• _Dataset excerpts_:

......

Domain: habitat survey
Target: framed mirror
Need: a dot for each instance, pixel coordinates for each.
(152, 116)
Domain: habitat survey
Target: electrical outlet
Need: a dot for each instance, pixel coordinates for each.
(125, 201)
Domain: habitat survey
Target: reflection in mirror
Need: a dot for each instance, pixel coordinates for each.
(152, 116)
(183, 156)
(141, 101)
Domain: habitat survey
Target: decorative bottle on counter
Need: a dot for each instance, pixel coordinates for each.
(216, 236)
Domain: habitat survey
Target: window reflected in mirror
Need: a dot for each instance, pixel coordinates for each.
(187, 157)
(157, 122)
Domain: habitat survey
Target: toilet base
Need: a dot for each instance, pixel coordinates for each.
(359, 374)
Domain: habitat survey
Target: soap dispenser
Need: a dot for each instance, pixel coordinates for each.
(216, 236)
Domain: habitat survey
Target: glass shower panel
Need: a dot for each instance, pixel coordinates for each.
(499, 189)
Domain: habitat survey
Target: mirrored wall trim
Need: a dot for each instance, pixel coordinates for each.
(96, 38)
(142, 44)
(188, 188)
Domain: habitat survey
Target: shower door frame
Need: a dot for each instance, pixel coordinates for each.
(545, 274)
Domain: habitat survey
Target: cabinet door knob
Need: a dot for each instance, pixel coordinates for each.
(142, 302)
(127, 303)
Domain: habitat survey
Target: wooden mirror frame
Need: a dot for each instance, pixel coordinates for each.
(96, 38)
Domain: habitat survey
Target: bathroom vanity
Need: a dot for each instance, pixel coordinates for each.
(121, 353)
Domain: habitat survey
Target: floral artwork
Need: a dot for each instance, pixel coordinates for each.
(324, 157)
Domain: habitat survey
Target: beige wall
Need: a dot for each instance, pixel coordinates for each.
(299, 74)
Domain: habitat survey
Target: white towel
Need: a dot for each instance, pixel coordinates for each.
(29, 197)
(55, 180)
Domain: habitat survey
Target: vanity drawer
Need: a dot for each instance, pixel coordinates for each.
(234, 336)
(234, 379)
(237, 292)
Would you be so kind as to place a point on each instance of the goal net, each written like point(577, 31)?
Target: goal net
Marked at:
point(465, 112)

......

All lines with the string "vanity" must be copied from the data.

Target: bathroom vanity
Target: vanity drawer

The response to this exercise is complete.